ЗАДАНИЕ → Продолжите текст о пекинской конференции «Один пояс – один путь», начав сразу после его последнего предложения.

ТЕКСТ →
----

В прошедший понедельник в Пекине завершилась грандиозное политическое событие, хотя внешне оно имело чисто экономическое содержание.
Коммунистическое руководство Китая провело глобальную конференцию по вопросам мирового экономического развития под лозунгом «Один пояс – один путь», на которую съехалось представители более 100 государств, причем 29 государств были представлены первыми лицами.
Важность это конгресса состояла и в том, что впервые Китай брал на себя функцию будущего лидера мировой экономики и мировых финансов, а во вступительной речи Председатель СИ выдвинул в очередной раз концепцию «суверенной глобализации». «Воленс ноленс» это был смысловой удар по нынешнему лидеру глобализации – США, которые практические не были представлены как и весь Запад на этом действии. Между тем главным гостем пекинского собрания был Президент РФ Владимир Путин. Именно ему предоставили слово вслед за Председателем СИ. И только после российского деятеля выступил Генеральный Секретарь ООН и все другие почетные гости: главы Турции, Индонезии, стран АМЕАН и Ближнего Востока. Можно сказать, что в Пекине прошло установочное совещание «будущей структуры мира» в противовес Западу и США, хотя само китайское руководство делало все возможное, чтобы не обострить отношения с новым президентом Трампом и не придать встрече уж откровенно антиамериканский характер. Вашингтон еще очень силен, и ему приходится делать «коу-тоу» со стороны Китая, да и всех других держав. К установочным положениям Председателя СИ о том, что китайский подход к глобализации не навязывает и небудет навязывать ни идеологию, ни политический или экономический строй строй, Владимир Путин добавил важнейшее теоретическое положение о необходимости сопряжения евразийского сообщества и Шанхайской организации сотрудничества с китайской стратегии «шелкового пути». Именно так будет выстраиваться мир будущего к ужасу представителей реакционных кругов Запада и США, а также отечественных прозапданых либералов вроде Чубайса, Кудрина, Набиулиной, Силуянова и многих других, которые прочно засели в российских государственных организациях и ведомствах. Их время катиться к концу. И первое лицо Российской Федерации, участвуя этих мероприятиях не мог не задумываться над причинами ошеломляющих успехов коммунистического Китая.

----

СТРОКИ →
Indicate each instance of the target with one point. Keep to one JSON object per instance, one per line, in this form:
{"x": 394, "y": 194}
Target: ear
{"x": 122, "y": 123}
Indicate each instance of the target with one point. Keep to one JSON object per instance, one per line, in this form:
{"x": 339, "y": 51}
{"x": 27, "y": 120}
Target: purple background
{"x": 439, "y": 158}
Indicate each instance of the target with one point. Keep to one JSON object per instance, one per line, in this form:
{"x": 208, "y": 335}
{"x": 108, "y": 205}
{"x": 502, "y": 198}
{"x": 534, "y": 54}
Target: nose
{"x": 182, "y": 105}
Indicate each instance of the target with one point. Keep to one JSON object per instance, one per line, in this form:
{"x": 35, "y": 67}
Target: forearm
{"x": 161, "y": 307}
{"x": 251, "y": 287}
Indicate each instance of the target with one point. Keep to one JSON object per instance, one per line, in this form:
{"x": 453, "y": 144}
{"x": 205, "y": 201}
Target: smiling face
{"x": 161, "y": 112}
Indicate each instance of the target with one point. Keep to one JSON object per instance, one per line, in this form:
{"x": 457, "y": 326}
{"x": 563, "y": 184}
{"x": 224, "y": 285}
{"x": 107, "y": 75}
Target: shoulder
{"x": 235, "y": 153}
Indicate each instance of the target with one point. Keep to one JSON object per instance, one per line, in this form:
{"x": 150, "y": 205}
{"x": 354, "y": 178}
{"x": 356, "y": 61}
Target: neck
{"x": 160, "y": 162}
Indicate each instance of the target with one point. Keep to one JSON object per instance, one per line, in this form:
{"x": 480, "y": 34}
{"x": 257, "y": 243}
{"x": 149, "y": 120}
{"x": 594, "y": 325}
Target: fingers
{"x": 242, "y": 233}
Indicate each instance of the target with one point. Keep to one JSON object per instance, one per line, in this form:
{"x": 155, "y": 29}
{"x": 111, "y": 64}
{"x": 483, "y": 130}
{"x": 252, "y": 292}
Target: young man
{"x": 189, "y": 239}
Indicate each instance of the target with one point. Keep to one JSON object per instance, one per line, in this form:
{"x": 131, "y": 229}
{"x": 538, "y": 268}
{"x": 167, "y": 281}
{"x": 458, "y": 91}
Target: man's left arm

----

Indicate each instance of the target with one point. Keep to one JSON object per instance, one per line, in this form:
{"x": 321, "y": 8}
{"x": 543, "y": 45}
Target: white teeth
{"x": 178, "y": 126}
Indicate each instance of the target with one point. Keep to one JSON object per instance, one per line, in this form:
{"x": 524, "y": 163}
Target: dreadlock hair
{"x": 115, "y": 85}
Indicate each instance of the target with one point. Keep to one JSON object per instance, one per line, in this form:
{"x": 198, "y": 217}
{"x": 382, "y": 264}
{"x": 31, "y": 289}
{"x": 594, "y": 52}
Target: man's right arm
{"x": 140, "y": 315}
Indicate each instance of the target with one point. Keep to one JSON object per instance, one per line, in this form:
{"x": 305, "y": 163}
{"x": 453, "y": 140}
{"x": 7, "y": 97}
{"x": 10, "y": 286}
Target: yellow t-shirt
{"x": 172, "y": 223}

----

РЕЗУЛЬТАТ →
Когда на Давосском форуме в феврале 2017 года Си Цзиньпин заявил о том, что место привычного «эксклюзивного» глобализма по-американски готов занять «инклюзивный» глобализм по-китайски, это вызвало в рядах мировой финансово-экономической элиты немалое смятение, добавив к атмосфере царившего там, по признанию Чубайса, «всеобщего ужаса» (среди либерал-монетаристов, разумеется) еще больше шока и трепета. Хотя, по большому счёту, ничего неожиданного и странного в словах Председателя КНР не было — сильные производящие экономики всегда выступали за свободу торговли, открытость рынков и отмену любых ограничений. Просто потому, что это им выгодно. И наоборот, экономики слабые всегда вынуждены проводить политику протекционизма, защиты своих рынков и своих производителей. Просто потому, что в противном случае им на долгие годы гарантированы обнищание, разорение, нищета и поглощение более сильными соседями по планете, ближними и дальними.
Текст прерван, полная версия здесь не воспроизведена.